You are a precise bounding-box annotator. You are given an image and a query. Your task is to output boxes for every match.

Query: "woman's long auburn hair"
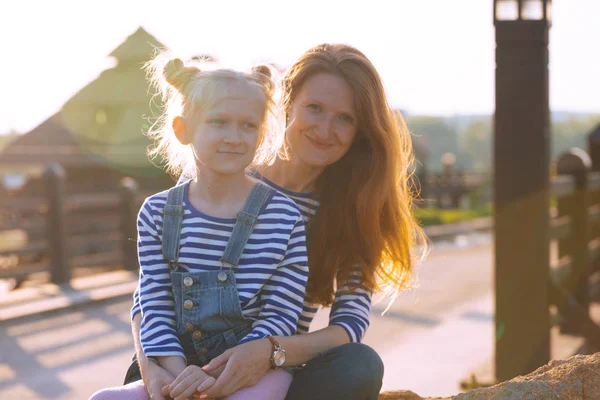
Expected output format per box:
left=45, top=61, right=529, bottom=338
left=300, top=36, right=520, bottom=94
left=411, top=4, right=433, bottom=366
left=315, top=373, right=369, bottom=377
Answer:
left=282, top=44, right=427, bottom=305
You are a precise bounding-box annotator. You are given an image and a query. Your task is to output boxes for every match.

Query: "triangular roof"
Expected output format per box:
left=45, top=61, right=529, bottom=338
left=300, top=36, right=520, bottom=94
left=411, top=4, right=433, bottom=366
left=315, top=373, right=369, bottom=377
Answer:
left=0, top=113, right=99, bottom=166
left=0, top=28, right=163, bottom=174
left=109, top=26, right=165, bottom=62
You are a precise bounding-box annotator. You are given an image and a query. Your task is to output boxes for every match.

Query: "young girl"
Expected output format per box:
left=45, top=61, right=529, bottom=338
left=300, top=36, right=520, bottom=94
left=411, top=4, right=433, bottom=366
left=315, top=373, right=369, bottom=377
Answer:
left=92, top=54, right=308, bottom=400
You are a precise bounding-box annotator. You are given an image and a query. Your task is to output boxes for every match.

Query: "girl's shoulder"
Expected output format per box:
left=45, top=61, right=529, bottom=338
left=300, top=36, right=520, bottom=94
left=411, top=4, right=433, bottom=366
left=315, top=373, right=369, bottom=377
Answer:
left=263, top=187, right=302, bottom=223
left=142, top=187, right=184, bottom=214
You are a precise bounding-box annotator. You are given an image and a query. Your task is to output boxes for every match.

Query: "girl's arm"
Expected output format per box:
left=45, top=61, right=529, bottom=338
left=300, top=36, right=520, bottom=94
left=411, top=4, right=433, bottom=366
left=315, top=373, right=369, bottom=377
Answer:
left=137, top=200, right=186, bottom=368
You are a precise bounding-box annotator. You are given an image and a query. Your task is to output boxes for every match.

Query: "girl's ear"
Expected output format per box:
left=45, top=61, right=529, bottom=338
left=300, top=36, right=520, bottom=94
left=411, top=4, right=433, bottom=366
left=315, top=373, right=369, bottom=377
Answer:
left=173, top=117, right=192, bottom=145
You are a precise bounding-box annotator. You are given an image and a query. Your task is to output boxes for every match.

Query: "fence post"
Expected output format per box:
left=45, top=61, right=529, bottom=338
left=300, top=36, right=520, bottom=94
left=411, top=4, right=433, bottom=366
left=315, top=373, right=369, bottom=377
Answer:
left=556, top=149, right=591, bottom=334
left=588, top=124, right=600, bottom=253
left=43, top=164, right=71, bottom=283
left=119, top=177, right=139, bottom=271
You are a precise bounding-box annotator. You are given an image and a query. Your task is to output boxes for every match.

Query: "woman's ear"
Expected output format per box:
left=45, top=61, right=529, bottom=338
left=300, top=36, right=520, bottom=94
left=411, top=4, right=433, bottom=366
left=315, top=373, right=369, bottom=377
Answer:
left=173, top=117, right=192, bottom=145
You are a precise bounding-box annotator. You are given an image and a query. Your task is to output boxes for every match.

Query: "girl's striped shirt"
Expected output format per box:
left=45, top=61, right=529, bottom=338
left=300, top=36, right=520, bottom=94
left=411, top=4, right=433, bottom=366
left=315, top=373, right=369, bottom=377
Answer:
left=134, top=184, right=308, bottom=357
left=131, top=170, right=372, bottom=342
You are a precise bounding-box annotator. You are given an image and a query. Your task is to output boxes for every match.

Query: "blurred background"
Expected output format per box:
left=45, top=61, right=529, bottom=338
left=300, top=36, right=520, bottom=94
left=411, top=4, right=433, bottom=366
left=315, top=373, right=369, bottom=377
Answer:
left=0, top=0, right=600, bottom=399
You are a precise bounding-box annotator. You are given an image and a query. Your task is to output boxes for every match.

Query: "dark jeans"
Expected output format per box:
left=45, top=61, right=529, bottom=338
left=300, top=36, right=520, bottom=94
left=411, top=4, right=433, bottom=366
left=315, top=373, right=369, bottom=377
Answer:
left=285, top=343, right=383, bottom=400
left=125, top=343, right=383, bottom=400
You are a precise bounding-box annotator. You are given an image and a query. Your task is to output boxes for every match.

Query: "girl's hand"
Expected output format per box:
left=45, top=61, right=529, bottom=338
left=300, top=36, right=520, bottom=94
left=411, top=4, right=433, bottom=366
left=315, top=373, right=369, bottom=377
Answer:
left=142, top=362, right=175, bottom=400
left=163, top=365, right=215, bottom=400
left=202, top=339, right=271, bottom=398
────────────────────
- **What you are asked to do**
Copy all of the data above word for word, leaving out the pictures.

- **Correct result**
You are a precise bounding-box annotator. You are given an image and a query. Your task is to output boxes for every match.

Query: "woman's long auburn hair"
Expected output format per box:
left=45, top=61, right=529, bottom=338
left=300, top=36, right=520, bottom=94
left=411, top=4, right=433, bottom=366
left=315, top=373, right=369, bottom=377
Answer:
left=282, top=44, right=427, bottom=305
You are a precise bounding-box annotator. You are given an image and a query. Your task is to output boxes for every match.

Query: "triangular roof"
Expected output format per box:
left=45, top=61, right=529, bottom=338
left=300, top=36, right=520, bottom=94
left=411, top=4, right=433, bottom=366
left=315, top=373, right=369, bottom=377
Answer:
left=0, top=113, right=99, bottom=166
left=0, top=28, right=163, bottom=174
left=109, top=26, right=165, bottom=62
You are a precise bounding-box annotator. You are given an image and a query. Your task is to output boxes for every match.

Query: "young girl"
Expected output format per box:
left=45, top=61, right=529, bottom=338
left=300, top=36, right=520, bottom=94
left=411, top=4, right=433, bottom=366
left=315, top=373, right=369, bottom=377
Answer:
left=92, top=54, right=308, bottom=400
You are a precise bounding-box annotator. You are given an image and a query. Your task is to output boxes for every match.

Query: "girl's shoulder"
Expected output format per box:
left=45, top=61, right=529, bottom=338
left=300, top=36, right=520, bottom=94
left=411, top=4, right=433, bottom=366
left=315, top=373, right=369, bottom=377
Answer:
left=263, top=187, right=302, bottom=223
left=142, top=187, right=184, bottom=214
You are a precise bounding-box annotator. You are given an image and a query. Your task is to output boxes for every match.

Query: "girl's arm"
Expected output format per box:
left=45, top=61, right=529, bottom=338
left=300, top=36, right=520, bottom=94
left=411, top=4, right=433, bottom=366
left=315, top=373, right=369, bottom=377
Answer:
left=137, top=200, right=186, bottom=368
You are a precise bounding-box annotator. You are given an image and a query. Your task is to output boxes for every match.

Query: "girl's ear"
Expected output format per box:
left=45, top=61, right=529, bottom=338
left=300, top=36, right=520, bottom=94
left=411, top=4, right=433, bottom=366
left=315, top=373, right=369, bottom=377
Answer:
left=173, top=117, right=192, bottom=145
You are a precise bounding-box annotator. You are given an image and a query. Your task is to output boxes for every match.

Query: "fence post"
Expected output format per box:
left=45, top=61, right=529, bottom=338
left=300, top=36, right=520, bottom=94
left=411, top=4, right=433, bottom=366
left=315, top=373, right=369, bottom=377
Answer:
left=556, top=149, right=591, bottom=334
left=588, top=124, right=600, bottom=253
left=43, top=164, right=71, bottom=283
left=119, top=177, right=139, bottom=271
You are a precise bounding-box annotator. You are given an image and a query. Your task is to output boxes for every match.

Query: "woman's ear"
Expected output format per box:
left=45, top=61, right=529, bottom=338
left=300, top=36, right=520, bottom=94
left=411, top=4, right=433, bottom=366
left=315, top=373, right=369, bottom=377
Answer:
left=173, top=117, right=192, bottom=145
You are a precise bounding-box annotator. You are given an image and a query. Your task is to output boxes for every match.

Query: "girl's striped shirt"
Expected output format per box:
left=45, top=61, right=529, bottom=338
left=300, top=36, right=520, bottom=94
left=411, top=4, right=433, bottom=366
left=315, top=373, right=369, bottom=377
Answer:
left=134, top=184, right=308, bottom=357
left=131, top=170, right=372, bottom=342
You are a precise bounding-box annotator. You are given an image and a query. Your task is to output boxes for every match.

Query: "blurred background"
Expected output format per box:
left=45, top=61, right=529, bottom=338
left=300, top=36, right=520, bottom=94
left=411, top=4, right=433, bottom=366
left=315, top=373, right=369, bottom=377
Answer:
left=0, top=0, right=600, bottom=399
You are a precise bounding-box annotator. You are given an image and a query. Your task is to output boxes for every match.

Query: "dark jeans"
Expected output format per box:
left=45, top=61, right=529, bottom=338
left=300, top=36, right=520, bottom=94
left=411, top=4, right=433, bottom=366
left=315, top=373, right=369, bottom=377
Answer:
left=285, top=343, right=383, bottom=400
left=125, top=343, right=383, bottom=400
You are a precise bounding-box annotator. You are given an image and a query. Your task is to output boxes for every match.

Query: "girl's hand"
Expected output format per box:
left=45, top=61, right=529, bottom=338
left=300, top=36, right=520, bottom=94
left=411, top=4, right=433, bottom=366
left=315, top=373, right=369, bottom=377
Answer:
left=142, top=362, right=175, bottom=400
left=163, top=365, right=215, bottom=400
left=202, top=339, right=271, bottom=398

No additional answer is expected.